### Selection
──────────────────────────────

I Wear My Sunglasses At Night

Mama always told me not to look into the sights of the sun. Oh but mama that's where the fun is. — Bruce Springsteen, Blinded by the Light.

"His job is simultaneously so obscure that most people have never heard of it and so important that virtually every sector of the economy depends on it. His official title, one shared by no more than a few dozen Americans, is space-weather forecaster. Ever since leaving the Air Force, Tegnell has worked for the National Oceanic and Atmospheric Administration's Space Weather Prediction Center, in Boulder, Colorado: ten hours a day, forty hours a week, three decades spent staring at real-time images of the sun." Kathryn Schulz in The New Yorker: What a Major Solar Storm Could Do to Our Planet. "Disturbances on the sun may have the potential to devastate our power grid and communication systems. When the next big storm arrives, will we be prepared for it?"


Extra, Extra

Commitment Issues: It looks like Israel and Hamas are closer to a ceasefire agreement. Unless you ask Israel or Hamas. Israel and Hamas distance themselves from Biden's optimism on Gaza ceasefire deal. It makes political sense that Biden is in a hurry to get a deal done. The Middle East crisis has made its way to Michigan. On primary day, young Michigan voters are leading call to be 'uncommitted' to Biden.

+ Sinwar Zone: "The Israeli military is confident that Hamas leader Yehiya Sinwar, the alleged architect of the Oct. 7 attacks, is hiding inside a labyrinthine network of tunnels beneath southern Gaza. But he is surrounded by a human shield of hostages intended to deter an operation to capture or kill him, frustrating Israel's efforts to dismantle the terrorist organization and bring the more than four-month-long war to a close." WaPo (Gift Article): Hamas leader hiding in Gaza, but killing him risks hostages, officials say.

──────────────────────────────

In the selection, what city and state are home to the Space Weather Prediction Center? The listing after the selection is separate material.

[Records]
──────────────────────────────

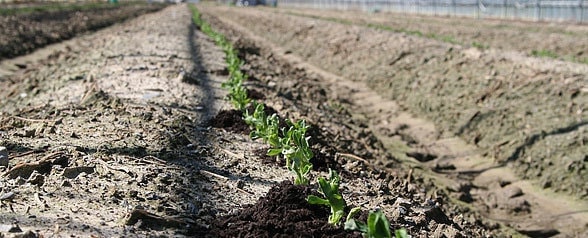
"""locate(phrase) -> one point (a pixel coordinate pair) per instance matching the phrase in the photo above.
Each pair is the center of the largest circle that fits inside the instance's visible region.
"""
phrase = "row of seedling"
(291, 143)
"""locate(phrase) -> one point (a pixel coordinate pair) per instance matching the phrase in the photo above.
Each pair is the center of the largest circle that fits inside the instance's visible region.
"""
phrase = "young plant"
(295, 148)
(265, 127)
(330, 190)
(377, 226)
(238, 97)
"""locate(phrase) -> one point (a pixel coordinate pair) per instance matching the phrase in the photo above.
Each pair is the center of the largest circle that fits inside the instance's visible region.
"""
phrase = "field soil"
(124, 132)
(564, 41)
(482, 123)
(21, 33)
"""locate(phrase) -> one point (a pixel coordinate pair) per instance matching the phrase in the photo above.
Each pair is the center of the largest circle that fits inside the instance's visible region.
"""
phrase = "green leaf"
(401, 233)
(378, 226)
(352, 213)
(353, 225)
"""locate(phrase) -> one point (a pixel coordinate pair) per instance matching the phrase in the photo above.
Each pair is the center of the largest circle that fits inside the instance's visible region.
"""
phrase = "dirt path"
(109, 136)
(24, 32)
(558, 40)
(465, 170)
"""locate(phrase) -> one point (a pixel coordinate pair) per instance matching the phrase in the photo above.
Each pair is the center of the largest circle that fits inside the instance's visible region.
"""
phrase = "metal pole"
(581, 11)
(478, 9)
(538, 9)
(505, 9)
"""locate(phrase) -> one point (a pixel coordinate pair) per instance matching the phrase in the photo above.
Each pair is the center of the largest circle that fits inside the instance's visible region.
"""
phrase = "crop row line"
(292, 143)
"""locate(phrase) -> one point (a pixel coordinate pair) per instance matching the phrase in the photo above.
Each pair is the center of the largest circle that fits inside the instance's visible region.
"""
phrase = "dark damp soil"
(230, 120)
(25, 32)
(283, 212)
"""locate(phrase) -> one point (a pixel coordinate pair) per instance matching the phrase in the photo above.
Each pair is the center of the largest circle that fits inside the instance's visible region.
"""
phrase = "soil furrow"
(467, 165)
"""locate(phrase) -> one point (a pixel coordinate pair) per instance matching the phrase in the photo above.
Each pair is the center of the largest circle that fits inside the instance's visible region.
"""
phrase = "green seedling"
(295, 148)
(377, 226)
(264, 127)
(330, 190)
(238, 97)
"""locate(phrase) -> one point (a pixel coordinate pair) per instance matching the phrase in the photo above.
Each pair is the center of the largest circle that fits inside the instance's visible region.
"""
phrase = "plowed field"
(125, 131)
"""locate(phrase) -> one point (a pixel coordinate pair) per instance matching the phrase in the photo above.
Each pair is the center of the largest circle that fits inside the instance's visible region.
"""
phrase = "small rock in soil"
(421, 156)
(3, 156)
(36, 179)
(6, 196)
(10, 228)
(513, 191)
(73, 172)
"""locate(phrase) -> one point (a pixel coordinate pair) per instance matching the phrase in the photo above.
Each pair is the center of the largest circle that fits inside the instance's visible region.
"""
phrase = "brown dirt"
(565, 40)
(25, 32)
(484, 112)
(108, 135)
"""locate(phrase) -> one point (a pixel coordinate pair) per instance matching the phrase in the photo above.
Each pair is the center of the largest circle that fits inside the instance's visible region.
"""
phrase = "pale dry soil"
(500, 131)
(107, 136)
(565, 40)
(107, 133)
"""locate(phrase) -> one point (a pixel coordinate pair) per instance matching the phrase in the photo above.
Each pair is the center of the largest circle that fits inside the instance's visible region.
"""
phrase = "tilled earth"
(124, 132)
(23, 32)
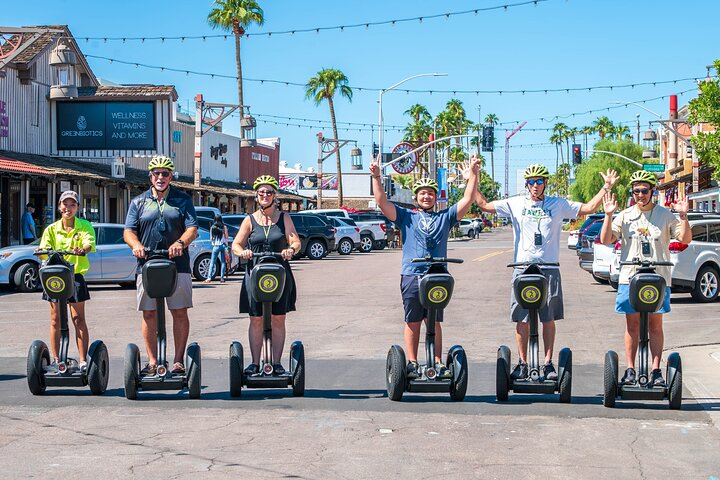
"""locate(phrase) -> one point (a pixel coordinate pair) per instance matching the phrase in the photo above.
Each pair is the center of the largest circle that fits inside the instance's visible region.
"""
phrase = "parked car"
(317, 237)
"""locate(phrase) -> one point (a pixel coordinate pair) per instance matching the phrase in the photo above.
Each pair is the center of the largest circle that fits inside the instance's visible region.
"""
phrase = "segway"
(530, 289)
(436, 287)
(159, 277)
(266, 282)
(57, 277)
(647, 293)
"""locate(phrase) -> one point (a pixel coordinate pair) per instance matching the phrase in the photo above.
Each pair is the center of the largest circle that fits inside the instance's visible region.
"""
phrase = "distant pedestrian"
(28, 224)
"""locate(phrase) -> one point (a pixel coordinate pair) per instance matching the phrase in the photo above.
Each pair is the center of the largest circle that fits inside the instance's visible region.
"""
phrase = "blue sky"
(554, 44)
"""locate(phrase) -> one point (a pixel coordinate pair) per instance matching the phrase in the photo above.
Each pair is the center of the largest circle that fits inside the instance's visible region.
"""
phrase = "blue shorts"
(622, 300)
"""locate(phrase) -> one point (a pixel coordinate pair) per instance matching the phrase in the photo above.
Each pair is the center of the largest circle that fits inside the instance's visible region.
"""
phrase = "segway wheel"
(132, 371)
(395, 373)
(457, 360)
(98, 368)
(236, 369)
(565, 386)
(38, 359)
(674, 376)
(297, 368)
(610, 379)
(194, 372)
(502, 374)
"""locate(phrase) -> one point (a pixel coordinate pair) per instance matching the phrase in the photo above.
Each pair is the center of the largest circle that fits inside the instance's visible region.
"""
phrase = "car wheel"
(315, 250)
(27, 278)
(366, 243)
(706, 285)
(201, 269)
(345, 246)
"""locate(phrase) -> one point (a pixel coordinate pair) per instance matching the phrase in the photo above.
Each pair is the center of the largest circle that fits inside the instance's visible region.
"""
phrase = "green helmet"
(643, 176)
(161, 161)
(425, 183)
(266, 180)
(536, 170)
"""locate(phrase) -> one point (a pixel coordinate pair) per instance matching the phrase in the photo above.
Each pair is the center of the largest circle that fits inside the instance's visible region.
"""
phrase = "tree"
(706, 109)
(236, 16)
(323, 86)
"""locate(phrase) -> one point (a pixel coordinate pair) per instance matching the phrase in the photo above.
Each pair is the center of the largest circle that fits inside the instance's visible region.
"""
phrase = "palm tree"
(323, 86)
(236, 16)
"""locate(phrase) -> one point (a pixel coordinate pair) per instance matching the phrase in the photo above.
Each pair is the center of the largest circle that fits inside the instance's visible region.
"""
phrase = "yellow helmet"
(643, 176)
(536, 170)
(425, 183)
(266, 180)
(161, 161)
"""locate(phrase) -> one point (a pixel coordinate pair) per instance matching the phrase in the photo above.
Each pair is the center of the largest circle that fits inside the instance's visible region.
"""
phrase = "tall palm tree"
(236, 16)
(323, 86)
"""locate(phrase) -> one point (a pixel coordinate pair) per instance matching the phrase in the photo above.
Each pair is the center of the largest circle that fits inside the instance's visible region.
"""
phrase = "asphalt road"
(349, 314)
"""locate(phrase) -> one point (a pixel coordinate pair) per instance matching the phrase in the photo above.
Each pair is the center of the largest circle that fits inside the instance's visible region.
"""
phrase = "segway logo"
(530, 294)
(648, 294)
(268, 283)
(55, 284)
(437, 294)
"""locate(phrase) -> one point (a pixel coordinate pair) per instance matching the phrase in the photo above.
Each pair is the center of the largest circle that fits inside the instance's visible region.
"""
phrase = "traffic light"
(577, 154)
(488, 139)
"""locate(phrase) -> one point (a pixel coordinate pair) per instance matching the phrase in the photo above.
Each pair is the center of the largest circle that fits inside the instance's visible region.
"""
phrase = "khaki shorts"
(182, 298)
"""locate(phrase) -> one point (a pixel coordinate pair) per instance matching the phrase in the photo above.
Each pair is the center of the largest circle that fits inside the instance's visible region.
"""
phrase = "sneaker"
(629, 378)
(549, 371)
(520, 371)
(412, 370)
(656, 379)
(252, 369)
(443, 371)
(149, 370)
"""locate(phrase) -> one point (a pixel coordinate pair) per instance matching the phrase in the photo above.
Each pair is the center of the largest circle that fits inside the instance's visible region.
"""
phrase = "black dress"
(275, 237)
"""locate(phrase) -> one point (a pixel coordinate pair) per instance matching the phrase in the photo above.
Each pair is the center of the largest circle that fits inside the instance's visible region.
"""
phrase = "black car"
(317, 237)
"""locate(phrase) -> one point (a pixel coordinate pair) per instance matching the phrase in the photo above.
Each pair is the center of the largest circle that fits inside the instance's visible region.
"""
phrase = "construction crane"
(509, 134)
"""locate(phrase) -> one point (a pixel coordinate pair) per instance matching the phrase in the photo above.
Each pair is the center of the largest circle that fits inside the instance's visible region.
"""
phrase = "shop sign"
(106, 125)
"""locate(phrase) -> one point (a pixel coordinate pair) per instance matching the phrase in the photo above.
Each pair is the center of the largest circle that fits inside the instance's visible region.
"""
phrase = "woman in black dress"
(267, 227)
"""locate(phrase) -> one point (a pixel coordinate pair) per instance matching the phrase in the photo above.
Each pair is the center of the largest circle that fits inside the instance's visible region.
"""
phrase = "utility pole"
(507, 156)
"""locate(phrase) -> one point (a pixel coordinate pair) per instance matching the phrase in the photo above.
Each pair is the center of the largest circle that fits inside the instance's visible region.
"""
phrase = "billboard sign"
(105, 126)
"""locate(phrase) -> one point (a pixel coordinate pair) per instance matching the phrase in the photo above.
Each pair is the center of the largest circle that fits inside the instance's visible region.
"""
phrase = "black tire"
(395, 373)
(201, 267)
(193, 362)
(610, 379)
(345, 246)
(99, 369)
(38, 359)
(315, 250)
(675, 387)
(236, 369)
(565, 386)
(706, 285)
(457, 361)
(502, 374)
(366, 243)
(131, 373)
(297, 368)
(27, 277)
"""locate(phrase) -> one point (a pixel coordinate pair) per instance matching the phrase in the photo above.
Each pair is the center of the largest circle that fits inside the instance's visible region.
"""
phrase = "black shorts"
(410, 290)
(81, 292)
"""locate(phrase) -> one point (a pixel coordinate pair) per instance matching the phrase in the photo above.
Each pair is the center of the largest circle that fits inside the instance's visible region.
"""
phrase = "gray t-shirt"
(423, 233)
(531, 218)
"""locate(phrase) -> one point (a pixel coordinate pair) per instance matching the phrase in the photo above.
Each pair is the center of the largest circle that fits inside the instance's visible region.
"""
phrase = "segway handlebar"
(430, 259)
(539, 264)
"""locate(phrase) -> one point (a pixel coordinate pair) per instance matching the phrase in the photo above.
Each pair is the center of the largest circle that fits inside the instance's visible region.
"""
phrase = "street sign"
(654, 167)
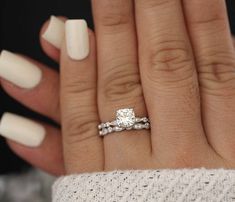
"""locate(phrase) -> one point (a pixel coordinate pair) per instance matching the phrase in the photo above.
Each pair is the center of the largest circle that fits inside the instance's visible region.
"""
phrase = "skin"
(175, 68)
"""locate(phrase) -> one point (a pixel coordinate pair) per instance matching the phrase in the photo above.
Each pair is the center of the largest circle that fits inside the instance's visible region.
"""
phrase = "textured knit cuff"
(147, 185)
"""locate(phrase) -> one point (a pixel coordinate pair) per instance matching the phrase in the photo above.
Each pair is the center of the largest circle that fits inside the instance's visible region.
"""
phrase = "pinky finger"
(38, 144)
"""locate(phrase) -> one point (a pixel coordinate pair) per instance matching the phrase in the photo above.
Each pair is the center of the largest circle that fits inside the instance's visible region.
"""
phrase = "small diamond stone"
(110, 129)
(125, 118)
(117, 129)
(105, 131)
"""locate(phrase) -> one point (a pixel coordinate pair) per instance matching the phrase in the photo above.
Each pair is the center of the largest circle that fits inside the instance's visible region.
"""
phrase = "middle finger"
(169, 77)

──────────────────────────────

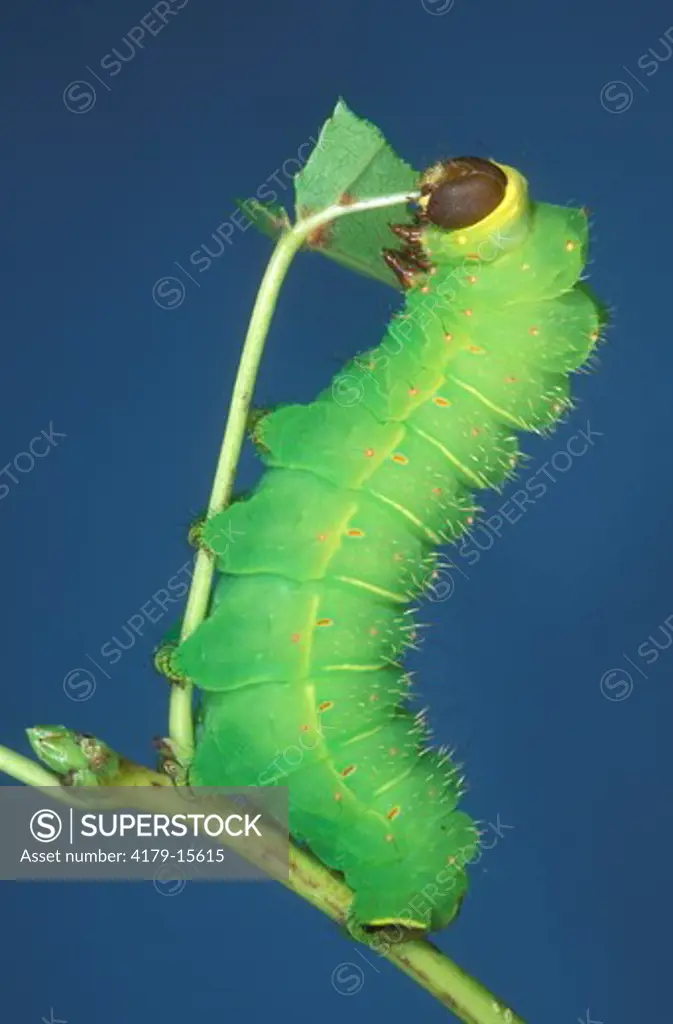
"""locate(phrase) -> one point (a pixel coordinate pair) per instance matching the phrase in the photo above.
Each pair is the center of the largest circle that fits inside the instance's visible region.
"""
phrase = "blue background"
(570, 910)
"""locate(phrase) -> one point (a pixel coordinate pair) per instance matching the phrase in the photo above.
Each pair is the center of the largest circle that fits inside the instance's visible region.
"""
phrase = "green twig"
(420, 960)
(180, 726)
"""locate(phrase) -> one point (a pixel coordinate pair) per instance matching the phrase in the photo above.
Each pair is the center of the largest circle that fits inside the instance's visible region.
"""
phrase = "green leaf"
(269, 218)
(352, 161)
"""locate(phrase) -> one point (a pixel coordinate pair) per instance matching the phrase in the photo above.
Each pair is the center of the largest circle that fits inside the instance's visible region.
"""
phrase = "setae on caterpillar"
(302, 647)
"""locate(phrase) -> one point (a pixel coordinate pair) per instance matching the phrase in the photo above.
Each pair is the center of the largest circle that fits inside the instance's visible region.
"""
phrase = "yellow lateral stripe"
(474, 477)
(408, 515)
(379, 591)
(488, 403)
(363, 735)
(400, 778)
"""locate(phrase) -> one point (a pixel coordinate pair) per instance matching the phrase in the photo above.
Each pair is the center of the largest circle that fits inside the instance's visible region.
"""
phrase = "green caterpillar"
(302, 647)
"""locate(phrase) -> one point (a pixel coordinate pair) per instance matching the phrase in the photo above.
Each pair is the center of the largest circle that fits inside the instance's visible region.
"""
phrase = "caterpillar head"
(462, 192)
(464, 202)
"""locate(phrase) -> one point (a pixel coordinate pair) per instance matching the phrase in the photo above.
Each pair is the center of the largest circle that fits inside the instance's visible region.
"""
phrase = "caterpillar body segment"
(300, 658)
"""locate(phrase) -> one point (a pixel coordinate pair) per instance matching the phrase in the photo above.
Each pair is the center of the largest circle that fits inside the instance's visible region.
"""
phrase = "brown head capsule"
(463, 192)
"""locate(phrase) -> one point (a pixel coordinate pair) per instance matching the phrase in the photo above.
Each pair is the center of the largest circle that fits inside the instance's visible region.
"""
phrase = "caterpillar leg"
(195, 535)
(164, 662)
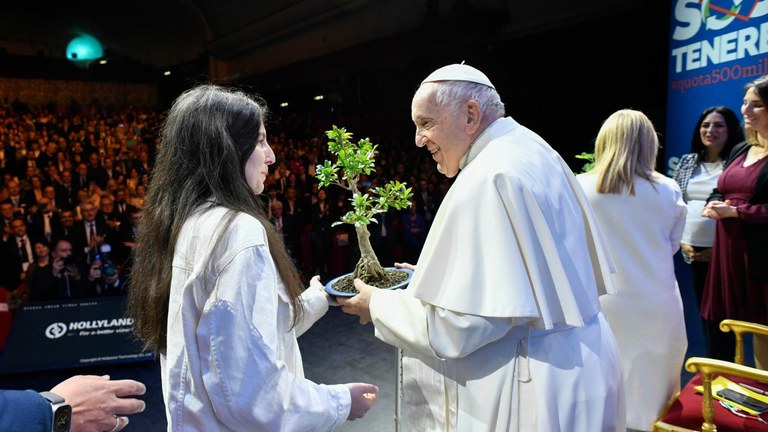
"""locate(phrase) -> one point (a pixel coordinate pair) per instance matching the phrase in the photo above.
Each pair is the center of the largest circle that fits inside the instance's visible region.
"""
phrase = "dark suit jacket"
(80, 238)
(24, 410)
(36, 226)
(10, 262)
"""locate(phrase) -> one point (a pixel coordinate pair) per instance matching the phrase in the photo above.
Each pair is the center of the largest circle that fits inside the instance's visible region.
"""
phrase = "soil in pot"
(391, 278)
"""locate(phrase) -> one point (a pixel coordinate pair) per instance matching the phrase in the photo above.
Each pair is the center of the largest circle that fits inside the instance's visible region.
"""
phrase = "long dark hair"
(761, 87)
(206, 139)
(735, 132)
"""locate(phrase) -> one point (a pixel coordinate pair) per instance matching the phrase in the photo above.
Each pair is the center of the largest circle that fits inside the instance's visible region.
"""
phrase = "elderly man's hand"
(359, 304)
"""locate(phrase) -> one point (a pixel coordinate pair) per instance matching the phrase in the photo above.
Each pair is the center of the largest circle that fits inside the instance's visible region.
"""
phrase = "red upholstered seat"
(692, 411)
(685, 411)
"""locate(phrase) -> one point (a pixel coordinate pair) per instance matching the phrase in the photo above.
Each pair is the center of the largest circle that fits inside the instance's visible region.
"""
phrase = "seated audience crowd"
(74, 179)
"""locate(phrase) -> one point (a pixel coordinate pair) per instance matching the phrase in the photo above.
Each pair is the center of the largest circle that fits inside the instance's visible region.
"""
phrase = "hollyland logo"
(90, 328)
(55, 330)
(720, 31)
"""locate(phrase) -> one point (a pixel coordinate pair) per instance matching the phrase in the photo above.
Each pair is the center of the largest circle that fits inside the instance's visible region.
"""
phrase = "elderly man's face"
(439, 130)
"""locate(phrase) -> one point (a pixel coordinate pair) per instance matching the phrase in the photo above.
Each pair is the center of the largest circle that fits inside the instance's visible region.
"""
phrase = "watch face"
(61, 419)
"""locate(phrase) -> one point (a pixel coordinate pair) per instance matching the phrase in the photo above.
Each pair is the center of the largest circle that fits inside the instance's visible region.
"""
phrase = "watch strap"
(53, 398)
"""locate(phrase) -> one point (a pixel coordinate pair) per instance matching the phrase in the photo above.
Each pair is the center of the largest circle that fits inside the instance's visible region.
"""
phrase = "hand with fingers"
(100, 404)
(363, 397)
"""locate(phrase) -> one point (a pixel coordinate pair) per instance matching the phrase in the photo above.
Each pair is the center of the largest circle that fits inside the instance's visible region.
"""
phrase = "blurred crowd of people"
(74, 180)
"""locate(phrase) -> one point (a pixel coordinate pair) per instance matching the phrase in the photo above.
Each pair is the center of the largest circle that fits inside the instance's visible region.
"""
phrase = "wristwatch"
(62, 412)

──────────────────────────────

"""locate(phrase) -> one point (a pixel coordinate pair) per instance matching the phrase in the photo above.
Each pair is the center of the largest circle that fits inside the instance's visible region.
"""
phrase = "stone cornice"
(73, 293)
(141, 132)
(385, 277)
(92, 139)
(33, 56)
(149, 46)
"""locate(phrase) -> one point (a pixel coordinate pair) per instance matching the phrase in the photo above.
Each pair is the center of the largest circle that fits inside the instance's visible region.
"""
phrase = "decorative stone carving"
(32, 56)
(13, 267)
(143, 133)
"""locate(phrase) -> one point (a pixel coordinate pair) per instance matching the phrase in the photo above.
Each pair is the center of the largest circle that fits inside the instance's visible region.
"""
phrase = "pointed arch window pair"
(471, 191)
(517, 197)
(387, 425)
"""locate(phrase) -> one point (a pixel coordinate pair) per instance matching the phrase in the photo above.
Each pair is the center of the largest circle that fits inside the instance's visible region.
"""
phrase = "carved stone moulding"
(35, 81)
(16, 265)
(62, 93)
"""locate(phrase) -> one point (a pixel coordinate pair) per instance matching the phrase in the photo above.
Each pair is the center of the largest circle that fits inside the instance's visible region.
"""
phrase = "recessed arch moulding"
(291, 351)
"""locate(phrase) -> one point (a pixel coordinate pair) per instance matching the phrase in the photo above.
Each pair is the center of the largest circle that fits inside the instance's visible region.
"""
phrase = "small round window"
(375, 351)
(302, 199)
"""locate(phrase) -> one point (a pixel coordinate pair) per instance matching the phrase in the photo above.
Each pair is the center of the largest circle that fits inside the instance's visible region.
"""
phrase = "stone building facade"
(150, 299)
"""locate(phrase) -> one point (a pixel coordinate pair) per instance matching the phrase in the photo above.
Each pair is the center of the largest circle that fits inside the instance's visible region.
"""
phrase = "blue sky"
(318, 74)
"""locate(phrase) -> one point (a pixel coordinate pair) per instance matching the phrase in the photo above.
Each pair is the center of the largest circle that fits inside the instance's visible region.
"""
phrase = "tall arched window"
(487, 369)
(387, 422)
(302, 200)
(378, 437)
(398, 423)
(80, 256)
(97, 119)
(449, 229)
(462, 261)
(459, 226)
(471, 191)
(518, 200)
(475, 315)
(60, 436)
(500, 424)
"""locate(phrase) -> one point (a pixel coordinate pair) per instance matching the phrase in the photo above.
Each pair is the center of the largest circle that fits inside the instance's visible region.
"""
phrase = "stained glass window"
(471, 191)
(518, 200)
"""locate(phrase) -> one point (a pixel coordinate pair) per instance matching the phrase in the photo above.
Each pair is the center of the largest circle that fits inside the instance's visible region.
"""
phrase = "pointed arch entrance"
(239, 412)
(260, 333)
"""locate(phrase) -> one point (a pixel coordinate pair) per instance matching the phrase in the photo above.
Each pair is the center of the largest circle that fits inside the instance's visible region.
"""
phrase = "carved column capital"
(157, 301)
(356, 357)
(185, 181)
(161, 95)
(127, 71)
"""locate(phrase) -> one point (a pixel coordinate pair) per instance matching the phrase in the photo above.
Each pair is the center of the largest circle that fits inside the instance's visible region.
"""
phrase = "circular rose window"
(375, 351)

──────────────────────────────

### Answer to this exercise
Boulder, Colorado